_What to work on_:
Look for the line containing "Query: air vent" in the entries below, then print that line and all that follow it exactly.

Saved entries

————

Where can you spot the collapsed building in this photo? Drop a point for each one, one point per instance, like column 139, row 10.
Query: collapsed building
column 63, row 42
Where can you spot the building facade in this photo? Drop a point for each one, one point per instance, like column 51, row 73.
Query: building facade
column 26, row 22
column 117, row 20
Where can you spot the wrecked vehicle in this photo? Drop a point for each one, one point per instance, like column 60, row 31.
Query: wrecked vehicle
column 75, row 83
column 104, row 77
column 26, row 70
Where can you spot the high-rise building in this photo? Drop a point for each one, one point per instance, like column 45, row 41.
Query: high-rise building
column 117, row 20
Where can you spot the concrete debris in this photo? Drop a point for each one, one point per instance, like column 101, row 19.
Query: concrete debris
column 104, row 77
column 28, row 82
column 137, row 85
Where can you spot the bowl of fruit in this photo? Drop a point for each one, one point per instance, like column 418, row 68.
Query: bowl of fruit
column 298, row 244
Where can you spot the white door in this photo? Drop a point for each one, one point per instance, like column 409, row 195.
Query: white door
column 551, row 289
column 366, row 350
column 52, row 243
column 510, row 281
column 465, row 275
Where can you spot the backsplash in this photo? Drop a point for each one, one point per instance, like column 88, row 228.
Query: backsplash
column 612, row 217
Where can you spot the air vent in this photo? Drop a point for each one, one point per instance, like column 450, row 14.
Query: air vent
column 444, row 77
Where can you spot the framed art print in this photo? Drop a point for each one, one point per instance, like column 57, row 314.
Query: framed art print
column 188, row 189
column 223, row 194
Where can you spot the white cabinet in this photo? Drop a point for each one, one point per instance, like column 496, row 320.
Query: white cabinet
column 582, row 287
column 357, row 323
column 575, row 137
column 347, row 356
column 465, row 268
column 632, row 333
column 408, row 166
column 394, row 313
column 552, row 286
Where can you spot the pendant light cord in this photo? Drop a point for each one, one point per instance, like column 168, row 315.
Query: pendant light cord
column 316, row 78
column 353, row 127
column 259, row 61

————

_Task result_:
Query: air vent
column 444, row 77
Where can you spot the framed art print in this photo? Drop a point for each one, one point per instance, like column 57, row 314.
Query: framed art print
column 188, row 189
column 223, row 194
Where can you spot the white cabinet in this photo? Drop a point for each one, one point per instance, like column 496, row 320.
Query: white cabinet
column 582, row 287
column 357, row 323
column 575, row 137
column 347, row 356
column 465, row 268
column 632, row 333
column 408, row 166
column 394, row 313
column 552, row 286
Where can you spot the pendant light cord in this photo? Drop a point for each one, one point per instance, like column 168, row 315.
Query: pendant light cord
column 316, row 78
column 353, row 127
column 259, row 61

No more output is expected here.